Entries excerpted from a collection

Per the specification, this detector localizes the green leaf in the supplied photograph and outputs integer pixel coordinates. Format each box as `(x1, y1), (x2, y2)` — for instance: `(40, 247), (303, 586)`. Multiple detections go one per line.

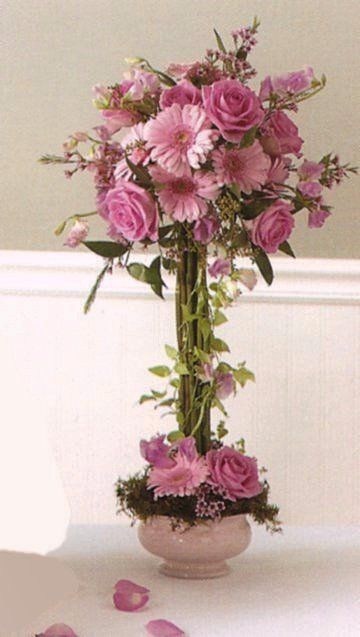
(211, 337), (230, 352)
(214, 310), (228, 327)
(149, 365), (171, 378)
(233, 367), (255, 387)
(214, 29), (226, 53)
(125, 157), (152, 187)
(167, 429), (185, 443)
(279, 241), (296, 259)
(174, 362), (189, 376)
(126, 263), (149, 283)
(254, 246), (274, 285)
(83, 241), (129, 259)
(139, 394), (155, 405)
(84, 263), (111, 314)
(165, 345), (178, 360)
(199, 318), (211, 340)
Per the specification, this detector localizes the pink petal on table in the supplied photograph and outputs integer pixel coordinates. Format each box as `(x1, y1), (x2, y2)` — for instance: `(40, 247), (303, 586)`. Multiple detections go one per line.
(36, 624), (77, 637)
(145, 619), (185, 637)
(114, 579), (150, 594)
(113, 579), (150, 613)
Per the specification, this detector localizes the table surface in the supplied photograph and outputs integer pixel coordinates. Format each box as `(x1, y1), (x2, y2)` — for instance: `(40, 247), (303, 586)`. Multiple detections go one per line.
(6, 523), (360, 637)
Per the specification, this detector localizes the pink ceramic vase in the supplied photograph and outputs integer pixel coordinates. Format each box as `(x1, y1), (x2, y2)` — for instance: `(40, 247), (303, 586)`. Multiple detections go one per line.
(138, 515), (251, 579)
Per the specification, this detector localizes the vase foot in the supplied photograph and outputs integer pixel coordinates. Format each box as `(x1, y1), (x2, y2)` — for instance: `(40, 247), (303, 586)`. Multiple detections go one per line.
(159, 561), (230, 579)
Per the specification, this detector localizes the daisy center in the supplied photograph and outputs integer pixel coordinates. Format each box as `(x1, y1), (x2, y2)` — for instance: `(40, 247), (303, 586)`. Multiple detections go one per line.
(171, 177), (196, 195)
(172, 124), (194, 148)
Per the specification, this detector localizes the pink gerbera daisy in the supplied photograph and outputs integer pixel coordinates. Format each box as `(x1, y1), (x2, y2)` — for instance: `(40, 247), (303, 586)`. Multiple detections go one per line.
(145, 104), (219, 177)
(149, 166), (219, 222)
(212, 140), (270, 194)
(147, 442), (208, 499)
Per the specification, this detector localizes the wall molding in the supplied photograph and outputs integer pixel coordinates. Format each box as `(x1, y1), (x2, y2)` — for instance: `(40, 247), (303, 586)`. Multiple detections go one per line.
(0, 250), (360, 304)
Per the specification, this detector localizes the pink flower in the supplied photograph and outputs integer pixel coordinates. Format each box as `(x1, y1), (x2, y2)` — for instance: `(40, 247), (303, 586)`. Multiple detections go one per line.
(237, 268), (257, 290)
(297, 181), (322, 199)
(113, 579), (150, 613)
(166, 62), (194, 78)
(208, 258), (231, 279)
(140, 436), (174, 468)
(148, 447), (208, 499)
(114, 122), (150, 179)
(36, 624), (77, 637)
(105, 179), (159, 241)
(261, 111), (303, 157)
(215, 372), (235, 400)
(149, 165), (219, 221)
(251, 199), (295, 253)
(202, 80), (264, 143)
(308, 203), (331, 228)
(145, 619), (185, 637)
(193, 216), (220, 245)
(160, 80), (202, 109)
(212, 140), (270, 194)
(297, 159), (324, 181)
(266, 156), (291, 190)
(206, 446), (262, 502)
(259, 66), (314, 101)
(145, 104), (218, 177)
(64, 221), (89, 248)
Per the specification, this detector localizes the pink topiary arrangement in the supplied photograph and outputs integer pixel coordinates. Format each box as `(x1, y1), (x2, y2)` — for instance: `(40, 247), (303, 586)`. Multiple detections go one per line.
(41, 19), (356, 530)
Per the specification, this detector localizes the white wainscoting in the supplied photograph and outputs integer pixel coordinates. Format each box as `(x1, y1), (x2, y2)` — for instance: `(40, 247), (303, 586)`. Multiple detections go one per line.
(0, 251), (360, 541)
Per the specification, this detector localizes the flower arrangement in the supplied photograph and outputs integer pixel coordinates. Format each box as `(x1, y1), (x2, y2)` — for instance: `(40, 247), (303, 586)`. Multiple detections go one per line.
(41, 19), (356, 530)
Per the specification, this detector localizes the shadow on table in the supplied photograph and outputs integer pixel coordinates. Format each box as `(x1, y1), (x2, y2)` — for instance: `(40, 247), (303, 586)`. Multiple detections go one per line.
(0, 551), (78, 637)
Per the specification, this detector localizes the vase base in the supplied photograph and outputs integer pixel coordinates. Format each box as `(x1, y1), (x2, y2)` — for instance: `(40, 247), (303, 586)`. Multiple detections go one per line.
(159, 561), (230, 579)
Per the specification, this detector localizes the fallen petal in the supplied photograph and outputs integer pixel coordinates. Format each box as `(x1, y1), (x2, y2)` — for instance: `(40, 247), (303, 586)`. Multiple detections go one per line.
(36, 624), (77, 637)
(113, 579), (150, 613)
(145, 619), (185, 637)
(114, 579), (150, 595)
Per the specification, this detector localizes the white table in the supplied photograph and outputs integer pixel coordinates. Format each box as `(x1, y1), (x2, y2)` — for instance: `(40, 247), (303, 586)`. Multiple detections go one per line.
(6, 523), (360, 637)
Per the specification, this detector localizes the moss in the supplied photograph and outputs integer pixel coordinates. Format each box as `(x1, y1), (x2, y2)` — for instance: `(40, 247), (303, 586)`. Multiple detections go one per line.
(116, 471), (281, 533)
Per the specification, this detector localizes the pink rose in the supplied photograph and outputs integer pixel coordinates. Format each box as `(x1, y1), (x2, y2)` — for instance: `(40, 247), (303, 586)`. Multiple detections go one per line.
(308, 205), (331, 228)
(260, 111), (303, 157)
(64, 221), (89, 248)
(105, 179), (159, 241)
(202, 80), (264, 143)
(140, 436), (174, 468)
(297, 181), (322, 199)
(259, 66), (314, 101)
(193, 217), (220, 245)
(251, 199), (295, 253)
(160, 80), (202, 108)
(206, 447), (262, 502)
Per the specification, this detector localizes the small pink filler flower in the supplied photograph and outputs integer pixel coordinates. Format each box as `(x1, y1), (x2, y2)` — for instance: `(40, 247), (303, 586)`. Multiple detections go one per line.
(145, 104), (218, 177)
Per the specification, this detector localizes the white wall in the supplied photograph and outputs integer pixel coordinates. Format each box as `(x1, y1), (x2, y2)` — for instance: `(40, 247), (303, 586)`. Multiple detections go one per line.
(0, 251), (360, 548)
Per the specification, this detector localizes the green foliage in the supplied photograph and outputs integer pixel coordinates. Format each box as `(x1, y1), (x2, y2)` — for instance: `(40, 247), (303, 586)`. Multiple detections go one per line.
(83, 241), (129, 259)
(116, 471), (281, 533)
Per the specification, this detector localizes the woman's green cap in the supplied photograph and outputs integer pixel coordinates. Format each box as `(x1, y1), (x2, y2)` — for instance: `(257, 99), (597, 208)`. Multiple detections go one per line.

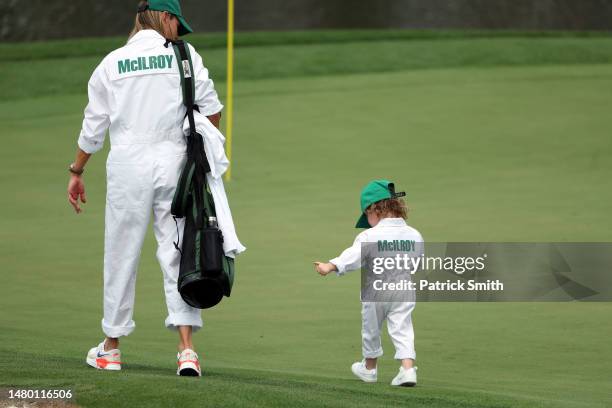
(149, 0), (193, 36)
(355, 180), (406, 228)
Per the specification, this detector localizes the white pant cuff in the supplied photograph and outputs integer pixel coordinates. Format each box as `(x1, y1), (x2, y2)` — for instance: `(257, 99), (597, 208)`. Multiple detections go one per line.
(102, 319), (136, 338)
(166, 309), (202, 332)
(394, 352), (416, 360)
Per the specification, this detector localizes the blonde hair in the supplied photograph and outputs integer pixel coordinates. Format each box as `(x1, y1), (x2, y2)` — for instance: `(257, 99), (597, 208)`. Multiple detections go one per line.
(128, 1), (178, 40)
(366, 198), (408, 219)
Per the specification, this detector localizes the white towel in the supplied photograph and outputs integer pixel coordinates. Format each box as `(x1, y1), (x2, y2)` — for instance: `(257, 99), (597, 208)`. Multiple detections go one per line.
(183, 111), (246, 258)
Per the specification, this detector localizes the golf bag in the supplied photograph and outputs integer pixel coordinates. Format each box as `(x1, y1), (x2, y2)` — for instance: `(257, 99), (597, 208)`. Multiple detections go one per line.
(171, 40), (234, 309)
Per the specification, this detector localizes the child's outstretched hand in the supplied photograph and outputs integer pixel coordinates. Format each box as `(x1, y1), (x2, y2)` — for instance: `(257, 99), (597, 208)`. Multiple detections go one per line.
(314, 262), (338, 276)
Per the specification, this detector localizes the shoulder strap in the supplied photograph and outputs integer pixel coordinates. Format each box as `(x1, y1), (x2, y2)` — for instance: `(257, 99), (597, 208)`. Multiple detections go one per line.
(172, 40), (210, 229)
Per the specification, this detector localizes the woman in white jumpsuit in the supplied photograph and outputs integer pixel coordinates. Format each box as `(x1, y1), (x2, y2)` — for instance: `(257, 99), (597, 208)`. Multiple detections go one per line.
(68, 0), (223, 376)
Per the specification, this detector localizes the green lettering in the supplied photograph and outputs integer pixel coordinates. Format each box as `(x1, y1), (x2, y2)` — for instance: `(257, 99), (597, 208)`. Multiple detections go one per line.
(118, 59), (130, 74)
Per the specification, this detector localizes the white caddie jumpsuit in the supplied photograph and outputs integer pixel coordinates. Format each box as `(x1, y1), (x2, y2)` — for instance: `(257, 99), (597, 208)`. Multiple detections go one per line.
(78, 30), (223, 337)
(329, 218), (423, 360)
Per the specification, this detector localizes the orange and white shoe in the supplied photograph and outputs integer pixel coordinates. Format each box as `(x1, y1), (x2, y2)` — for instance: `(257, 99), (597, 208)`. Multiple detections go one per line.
(176, 349), (202, 377)
(85, 342), (121, 371)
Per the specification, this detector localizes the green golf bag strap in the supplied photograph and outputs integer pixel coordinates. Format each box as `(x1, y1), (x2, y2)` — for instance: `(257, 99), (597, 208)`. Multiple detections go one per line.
(171, 40), (210, 222)
(171, 41), (234, 309)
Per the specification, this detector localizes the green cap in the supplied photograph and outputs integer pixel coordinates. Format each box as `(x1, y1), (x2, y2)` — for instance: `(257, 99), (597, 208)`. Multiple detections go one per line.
(149, 0), (193, 36)
(355, 180), (406, 228)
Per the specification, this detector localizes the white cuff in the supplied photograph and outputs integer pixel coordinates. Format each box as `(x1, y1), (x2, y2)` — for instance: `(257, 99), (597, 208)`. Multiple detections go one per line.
(199, 103), (223, 116)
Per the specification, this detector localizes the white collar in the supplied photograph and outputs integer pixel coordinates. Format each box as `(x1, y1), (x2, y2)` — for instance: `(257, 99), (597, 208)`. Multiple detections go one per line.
(128, 29), (165, 44)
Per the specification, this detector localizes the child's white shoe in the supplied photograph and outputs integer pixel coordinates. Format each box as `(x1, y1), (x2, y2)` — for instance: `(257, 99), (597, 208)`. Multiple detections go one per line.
(391, 367), (417, 387)
(85, 342), (121, 371)
(176, 349), (202, 377)
(351, 361), (378, 382)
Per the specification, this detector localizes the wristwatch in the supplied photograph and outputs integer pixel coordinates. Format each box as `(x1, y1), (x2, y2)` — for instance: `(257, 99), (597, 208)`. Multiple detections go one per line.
(68, 163), (85, 176)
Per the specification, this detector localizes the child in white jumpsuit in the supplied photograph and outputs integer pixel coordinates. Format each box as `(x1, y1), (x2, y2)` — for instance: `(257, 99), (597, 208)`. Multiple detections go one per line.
(68, 0), (223, 376)
(315, 180), (423, 386)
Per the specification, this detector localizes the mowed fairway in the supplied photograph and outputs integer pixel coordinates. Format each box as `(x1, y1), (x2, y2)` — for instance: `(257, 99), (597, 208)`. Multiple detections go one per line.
(0, 35), (612, 407)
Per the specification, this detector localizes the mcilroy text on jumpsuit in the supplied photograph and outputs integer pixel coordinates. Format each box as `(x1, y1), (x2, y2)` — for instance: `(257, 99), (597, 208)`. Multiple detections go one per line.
(78, 30), (223, 337)
(329, 218), (423, 360)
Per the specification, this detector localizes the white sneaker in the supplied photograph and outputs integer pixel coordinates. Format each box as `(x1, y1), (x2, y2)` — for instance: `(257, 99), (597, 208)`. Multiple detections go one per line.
(391, 367), (417, 387)
(351, 361), (378, 382)
(85, 342), (121, 371)
(176, 349), (202, 377)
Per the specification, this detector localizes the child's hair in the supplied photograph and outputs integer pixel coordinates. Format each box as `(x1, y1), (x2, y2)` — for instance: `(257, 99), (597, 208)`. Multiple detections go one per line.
(366, 198), (408, 219)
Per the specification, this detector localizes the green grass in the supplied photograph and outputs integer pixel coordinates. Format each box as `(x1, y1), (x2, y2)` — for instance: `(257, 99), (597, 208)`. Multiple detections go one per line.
(0, 32), (612, 407)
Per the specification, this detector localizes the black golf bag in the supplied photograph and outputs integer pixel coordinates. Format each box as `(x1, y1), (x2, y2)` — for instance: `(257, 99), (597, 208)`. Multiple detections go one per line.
(171, 41), (234, 309)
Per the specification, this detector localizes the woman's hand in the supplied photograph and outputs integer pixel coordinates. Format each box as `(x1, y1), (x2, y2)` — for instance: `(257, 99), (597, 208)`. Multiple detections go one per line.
(68, 174), (87, 214)
(314, 262), (338, 276)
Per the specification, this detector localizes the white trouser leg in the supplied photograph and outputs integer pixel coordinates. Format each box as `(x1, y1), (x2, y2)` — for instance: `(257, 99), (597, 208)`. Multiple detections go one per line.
(102, 163), (151, 337)
(153, 156), (202, 331)
(387, 302), (416, 360)
(361, 302), (385, 358)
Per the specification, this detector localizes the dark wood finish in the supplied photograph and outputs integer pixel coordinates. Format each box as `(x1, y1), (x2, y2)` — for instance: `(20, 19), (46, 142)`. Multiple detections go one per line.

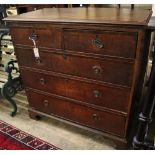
(5, 8), (152, 25)
(28, 90), (126, 136)
(21, 69), (130, 113)
(64, 29), (137, 58)
(5, 8), (151, 148)
(11, 28), (61, 49)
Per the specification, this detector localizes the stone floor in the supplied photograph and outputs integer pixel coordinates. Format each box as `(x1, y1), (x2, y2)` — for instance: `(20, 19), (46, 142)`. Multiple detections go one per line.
(0, 96), (115, 150)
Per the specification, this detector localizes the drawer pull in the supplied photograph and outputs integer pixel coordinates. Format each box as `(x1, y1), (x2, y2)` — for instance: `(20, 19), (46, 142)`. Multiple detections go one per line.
(93, 90), (101, 98)
(92, 38), (103, 48)
(43, 100), (49, 107)
(39, 78), (45, 85)
(29, 32), (38, 41)
(35, 57), (41, 64)
(92, 66), (102, 74)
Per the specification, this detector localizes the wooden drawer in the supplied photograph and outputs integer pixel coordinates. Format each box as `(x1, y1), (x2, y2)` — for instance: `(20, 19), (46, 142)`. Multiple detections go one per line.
(11, 27), (61, 49)
(64, 29), (137, 58)
(27, 90), (126, 137)
(21, 69), (130, 112)
(16, 48), (134, 87)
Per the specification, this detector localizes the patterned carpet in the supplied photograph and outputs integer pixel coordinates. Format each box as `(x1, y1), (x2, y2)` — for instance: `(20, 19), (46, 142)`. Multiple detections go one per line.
(0, 120), (59, 150)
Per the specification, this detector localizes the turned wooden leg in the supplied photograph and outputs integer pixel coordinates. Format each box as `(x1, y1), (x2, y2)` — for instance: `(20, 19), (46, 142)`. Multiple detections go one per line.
(29, 110), (42, 120)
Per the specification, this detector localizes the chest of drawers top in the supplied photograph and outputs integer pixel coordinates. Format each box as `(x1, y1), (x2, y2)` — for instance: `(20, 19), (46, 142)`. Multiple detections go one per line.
(5, 8), (151, 25)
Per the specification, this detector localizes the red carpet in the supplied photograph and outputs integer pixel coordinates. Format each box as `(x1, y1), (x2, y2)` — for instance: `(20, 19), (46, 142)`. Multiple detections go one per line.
(0, 120), (59, 150)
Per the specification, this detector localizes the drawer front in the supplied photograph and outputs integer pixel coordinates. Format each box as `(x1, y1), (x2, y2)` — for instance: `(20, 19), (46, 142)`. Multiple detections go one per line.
(11, 28), (61, 49)
(16, 48), (134, 87)
(27, 90), (126, 137)
(64, 30), (137, 58)
(21, 70), (130, 112)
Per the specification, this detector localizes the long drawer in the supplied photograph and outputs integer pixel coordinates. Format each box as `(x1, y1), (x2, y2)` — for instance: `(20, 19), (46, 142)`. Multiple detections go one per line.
(27, 90), (126, 137)
(63, 29), (137, 58)
(21, 69), (130, 112)
(11, 27), (137, 59)
(11, 27), (62, 49)
(16, 48), (134, 87)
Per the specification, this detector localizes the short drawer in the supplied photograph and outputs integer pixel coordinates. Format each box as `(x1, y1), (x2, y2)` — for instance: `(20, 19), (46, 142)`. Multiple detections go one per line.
(16, 48), (134, 87)
(11, 27), (61, 49)
(27, 90), (126, 137)
(63, 30), (137, 58)
(21, 69), (130, 112)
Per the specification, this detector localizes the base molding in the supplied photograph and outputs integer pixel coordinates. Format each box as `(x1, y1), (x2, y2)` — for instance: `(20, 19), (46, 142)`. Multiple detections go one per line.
(28, 107), (129, 150)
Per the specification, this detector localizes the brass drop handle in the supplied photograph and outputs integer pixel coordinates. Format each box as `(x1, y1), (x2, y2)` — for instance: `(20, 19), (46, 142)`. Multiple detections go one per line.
(35, 57), (41, 64)
(39, 78), (45, 85)
(92, 38), (104, 49)
(29, 32), (38, 42)
(92, 114), (99, 120)
(43, 100), (49, 107)
(92, 66), (102, 74)
(93, 90), (101, 98)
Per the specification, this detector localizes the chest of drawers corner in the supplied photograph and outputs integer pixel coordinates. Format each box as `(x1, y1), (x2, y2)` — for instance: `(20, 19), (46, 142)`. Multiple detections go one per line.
(6, 8), (153, 148)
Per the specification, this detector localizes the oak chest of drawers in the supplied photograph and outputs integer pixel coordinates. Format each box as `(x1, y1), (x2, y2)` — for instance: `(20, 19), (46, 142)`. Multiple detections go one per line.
(5, 8), (151, 148)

* **SET PROBLEM**:
Replace "detector" with "locator" in the lines from the start of the entries up to and including the line with "(125, 157), (152, 187)", changing nothing else, and leave the pictures out of your answer.

* **COMPLETED TASK**:
Per the specification, this locator localizes the green leaf in the supplied photograph and outputs integer pixel coordinates. Format each box as `(x1, y1), (x2, y2)` — for instance: `(40, 247), (303, 586)`. Multiple detections go one per line.

(211, 337), (230, 352)
(214, 310), (228, 327)
(149, 365), (171, 378)
(233, 367), (255, 387)
(214, 29), (226, 53)
(125, 157), (152, 187)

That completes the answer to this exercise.